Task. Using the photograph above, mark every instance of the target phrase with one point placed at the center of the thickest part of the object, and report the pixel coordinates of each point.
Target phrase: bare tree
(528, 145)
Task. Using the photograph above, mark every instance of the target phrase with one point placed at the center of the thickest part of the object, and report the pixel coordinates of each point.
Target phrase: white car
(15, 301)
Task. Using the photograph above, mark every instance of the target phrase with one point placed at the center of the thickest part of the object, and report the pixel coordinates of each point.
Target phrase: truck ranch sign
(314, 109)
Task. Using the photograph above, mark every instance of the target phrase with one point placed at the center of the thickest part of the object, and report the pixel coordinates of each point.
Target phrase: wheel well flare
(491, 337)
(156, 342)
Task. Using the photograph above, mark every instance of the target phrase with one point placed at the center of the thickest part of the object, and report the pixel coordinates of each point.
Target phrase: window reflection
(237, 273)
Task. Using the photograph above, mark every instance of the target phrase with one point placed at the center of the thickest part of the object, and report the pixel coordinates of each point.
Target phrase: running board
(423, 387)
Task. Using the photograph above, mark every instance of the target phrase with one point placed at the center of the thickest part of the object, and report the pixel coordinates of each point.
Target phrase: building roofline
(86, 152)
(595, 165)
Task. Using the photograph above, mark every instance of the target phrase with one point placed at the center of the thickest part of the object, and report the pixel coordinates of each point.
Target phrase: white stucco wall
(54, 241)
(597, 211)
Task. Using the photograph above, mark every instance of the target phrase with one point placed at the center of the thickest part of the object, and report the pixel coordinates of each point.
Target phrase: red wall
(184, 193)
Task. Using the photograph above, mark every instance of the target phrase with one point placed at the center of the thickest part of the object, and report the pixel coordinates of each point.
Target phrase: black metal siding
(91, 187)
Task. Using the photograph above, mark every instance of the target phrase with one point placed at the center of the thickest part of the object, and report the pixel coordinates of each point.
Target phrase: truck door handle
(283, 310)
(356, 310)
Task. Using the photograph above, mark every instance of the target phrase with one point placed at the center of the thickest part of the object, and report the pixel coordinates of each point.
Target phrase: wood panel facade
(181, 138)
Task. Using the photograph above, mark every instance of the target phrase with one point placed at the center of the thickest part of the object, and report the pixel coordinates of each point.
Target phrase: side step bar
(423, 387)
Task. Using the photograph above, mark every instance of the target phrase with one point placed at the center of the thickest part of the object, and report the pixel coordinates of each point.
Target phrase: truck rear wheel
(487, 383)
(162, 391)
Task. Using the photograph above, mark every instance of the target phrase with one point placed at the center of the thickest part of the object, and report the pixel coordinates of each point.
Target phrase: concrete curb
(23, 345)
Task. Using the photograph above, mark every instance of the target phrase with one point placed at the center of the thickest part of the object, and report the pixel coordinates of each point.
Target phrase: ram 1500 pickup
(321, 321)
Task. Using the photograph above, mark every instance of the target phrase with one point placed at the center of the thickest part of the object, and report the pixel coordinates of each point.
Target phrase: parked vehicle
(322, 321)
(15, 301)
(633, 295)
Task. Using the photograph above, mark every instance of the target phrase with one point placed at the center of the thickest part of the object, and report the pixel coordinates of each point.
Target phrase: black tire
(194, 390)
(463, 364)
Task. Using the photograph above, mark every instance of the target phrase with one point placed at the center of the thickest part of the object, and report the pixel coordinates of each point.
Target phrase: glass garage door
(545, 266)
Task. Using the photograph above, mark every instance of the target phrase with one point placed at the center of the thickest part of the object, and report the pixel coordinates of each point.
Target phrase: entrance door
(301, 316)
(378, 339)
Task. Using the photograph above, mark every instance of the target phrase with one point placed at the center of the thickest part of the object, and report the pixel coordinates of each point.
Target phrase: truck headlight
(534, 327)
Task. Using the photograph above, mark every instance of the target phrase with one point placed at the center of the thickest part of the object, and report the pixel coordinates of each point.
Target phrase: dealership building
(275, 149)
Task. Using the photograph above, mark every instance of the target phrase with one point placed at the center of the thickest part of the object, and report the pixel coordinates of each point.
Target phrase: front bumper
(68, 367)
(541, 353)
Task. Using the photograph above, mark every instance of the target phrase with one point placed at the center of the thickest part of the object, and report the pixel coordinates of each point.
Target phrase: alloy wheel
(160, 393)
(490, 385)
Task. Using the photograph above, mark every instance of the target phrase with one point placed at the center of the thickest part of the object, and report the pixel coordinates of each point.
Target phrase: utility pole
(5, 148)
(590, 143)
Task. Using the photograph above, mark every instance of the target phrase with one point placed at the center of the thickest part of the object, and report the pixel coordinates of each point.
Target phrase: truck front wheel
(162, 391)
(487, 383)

YOUR INSTRUCTIONS: Make an exact copy of the data above.

OUTPUT BELOW:
Task. Using the photograph above, mark every instance of the target phrase with one point placed at the center of the thickest part of the object, and report the pixel coordinates of each point.
Target phrase: bare tree
(528, 145)
Task. Using the photograph above, mark every instance of the target phrase with one point placed at the center of the thickest part of the object, and report the pixel coordinates of each point.
Target phrase: white car
(15, 301)
Task. Using the photograph above, mark every instance of the target phrase with one point placed at the center of the thickest part of the object, and report the pixel coordinates of each point.
Target phrase: truck ranch sign
(314, 109)
Task. Using the photograph above, mark every instance of the target phrase with one point placed at the center of the thickest part of the object, and report the pixel coordinates of each point.
Target phrase: wheel well flare
(491, 337)
(156, 342)
Task. Using the photograph above, mark every instance of the target phrase with one point placed at the center of the thickest part of the object, and report the pixel coordinates of each point.
Target phrase: window reflection
(237, 273)
Task. Using the photograph above, mark every instance of the target phrase with one point placed at the center of the thickest part of the object, and report the pixel coordinates of each point.
Target phrase: running board
(423, 387)
Task. Using the photograph above, mark every instance of the target phrase with one point placed at the center of the thickest part of the object, and report the pixel coordinates of each point.
Target phrase: building roofline
(86, 152)
(595, 165)
Task. Using the photograph above, mark every instance of the target phrase with one point placed at the center of the thickest part of the object, and report the pixel coordinates of each point.
Target phrase: white stucco wall
(54, 241)
(597, 211)
Task. Using the photograph above, mark every instance of the target phrase with one point placed at the center of the thickest part of the object, and report the pixel coordinates of each point.
Target phrase: red wall
(184, 193)
Task. Using the photograph above, mark every instance of the target phrase with one point placed at the center of the thickest part of the object, and report the pixel coordinates of each point.
Target phrase: black metal siding
(91, 187)
Task. Using the photograph above, mark every instance of the target phrase with one point placed at the center of the thickest part of the object, and report the pixel coordinates of each point.
Target phrase: truck door handle
(283, 310)
(356, 310)
Task. Using the photograph above, mark every instance of the target phrase with one point placed at the center of the thickest part of the object, and report the pixel coordinates of each point.
Target phrase: wood panel facade
(181, 138)
Task. Using the photograph above, mark every instance of the target phrase with one point placed at the center of the thickest part of the object, and report the pixel coordinates of each point.
Target phrase: side step bar
(423, 387)
Task. Using the photograph above, mark every instance of the target phrase with one point placed at the center of the thickest part of the object, and report the pixel coordinates of each point.
Target phrase: truck rear wheel
(487, 383)
(162, 391)
Task. Using the photograph above, mark every instance of the target phrase with one point placed at the center of the thickest part of the object, and report the pixel coordinates of each point.
Target phrase: concrete curb
(23, 345)
Task. Using the photograph above, mark every instance of the target phrase with one point placed at the center of the thickest part of the object, and report the pixel coordinates of each point.
Target phrase: ram 1500 pickup
(321, 321)
Task. Using the photograph above, mark every instance of the target phrase with one point placed at the center of the thickest part of the object, and report the pixel coordinates of each point.
Target phrase: parked vehicle
(322, 321)
(15, 301)
(633, 295)
Task. Using the photograph above, mark every instance of the target phrase with one point placed at the center of the thickest part of the object, and report the pixel coordinates of each point.
Target phrase: black tire
(194, 390)
(463, 364)
Task. Using the photograph above, mark every instance of the target phrase with one point placed at the center of the thickest part of the object, and report the pixel coordinates of each point.
Target phrase: glass garage door
(545, 266)
Task. Using the photograph above, mark every instance of the target phrase with one point placed at the center of the thickest part of the object, and report the pixel coordinates of each point.
Target phrase: entrance door
(301, 316)
(378, 339)
Task. Using the photograph above, mark every instance of the target phrase with one point placed at the center of the thickest part of the object, and report the pixel coordinates of each point.
Target phrase: truck headlight
(534, 327)
Task. Using the photograph above, mark every instance of the target phrase with one point placed at the center of the thickest part of the object, and report the pixel coordinates of each point.
Target phrase: dealership building
(275, 149)
Task. Using the photograph above, mark every instance of the target phrase with one point placed at the center of the thickest part of the object, and report the pixel coordinates of each point.
Target phrase: front bumper
(68, 367)
(541, 353)
Task. Using the photograph above, mark every instance of the target phrase with one point placed at the center of the thickest part of the object, and report the pixel coordinates of each point.
Target phrase: alloy wheel
(160, 393)
(490, 385)
Task. Using the photograph above, mark every instance of the target phrase with one point placed at the center of the thickest part of the object, and report the pixel coordinates of each point.
Target phrase: utility pole
(5, 148)
(590, 143)
Task. Using the photograph above, mark every instance of the target phrase with one point placed at the center of the thickest part of the object, and report the pixel coordinates of each point.
Target phrase: truck front wheel
(162, 391)
(487, 383)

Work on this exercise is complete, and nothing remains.